== DESCRIPTION OF THE TASK ==
Please go through the records below and return every line holding the word "ceiling".

== LISTED RECORDS ==
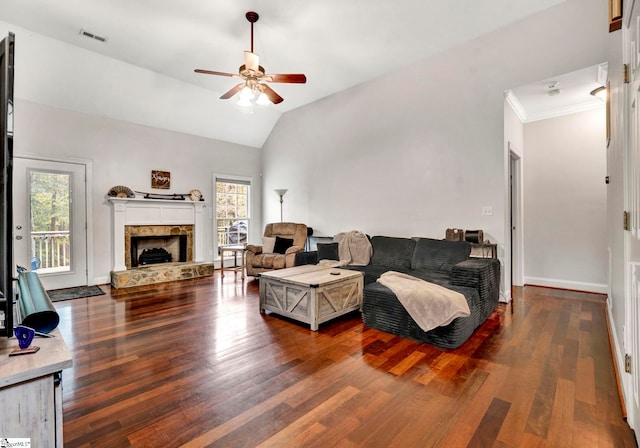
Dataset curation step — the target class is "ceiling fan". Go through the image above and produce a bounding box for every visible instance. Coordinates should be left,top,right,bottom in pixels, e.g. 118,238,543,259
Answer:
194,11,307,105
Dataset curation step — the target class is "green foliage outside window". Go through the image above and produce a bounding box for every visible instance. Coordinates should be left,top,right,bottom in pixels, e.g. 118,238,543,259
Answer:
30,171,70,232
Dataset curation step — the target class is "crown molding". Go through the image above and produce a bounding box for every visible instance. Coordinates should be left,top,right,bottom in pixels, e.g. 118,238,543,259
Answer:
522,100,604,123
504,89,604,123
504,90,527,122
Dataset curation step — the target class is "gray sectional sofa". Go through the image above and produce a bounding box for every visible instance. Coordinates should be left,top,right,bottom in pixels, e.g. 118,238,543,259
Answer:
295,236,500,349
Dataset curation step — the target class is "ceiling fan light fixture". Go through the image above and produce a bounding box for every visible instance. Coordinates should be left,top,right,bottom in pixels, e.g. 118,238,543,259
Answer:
--
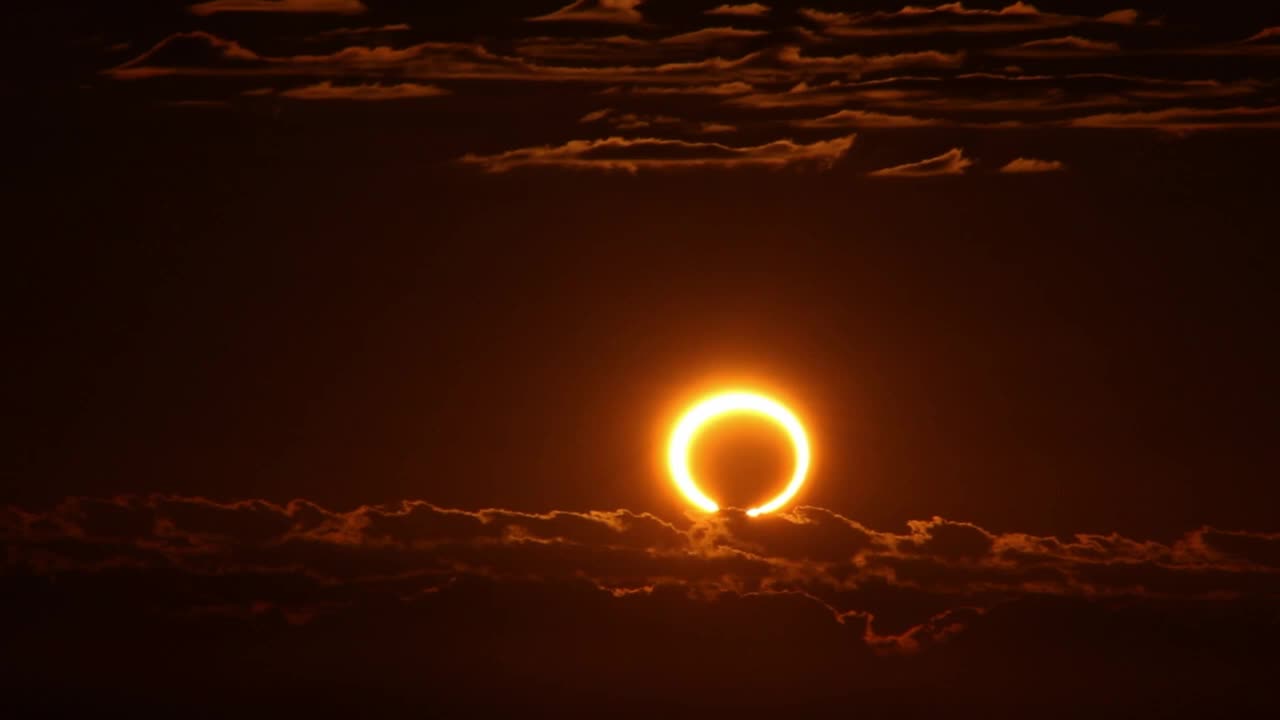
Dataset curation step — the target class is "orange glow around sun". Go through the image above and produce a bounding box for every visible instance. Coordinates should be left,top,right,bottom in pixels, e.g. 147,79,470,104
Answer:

== EXERCISE OUTPUT ==
Dataset curation step — the target class is "ceiling fan". Go through the image above and produce a bounding box for every visible instance. Coordinates should be left,top,right,bottom in pixels, e.g. 118,238,543,259
Dataset curation step — the target class is "ceiling fan light fixture". Go through the image above and produce a bounding box for every visible instance. Coordinates should be left,top,right,bottom in pixels, e.g. 118,238,543,259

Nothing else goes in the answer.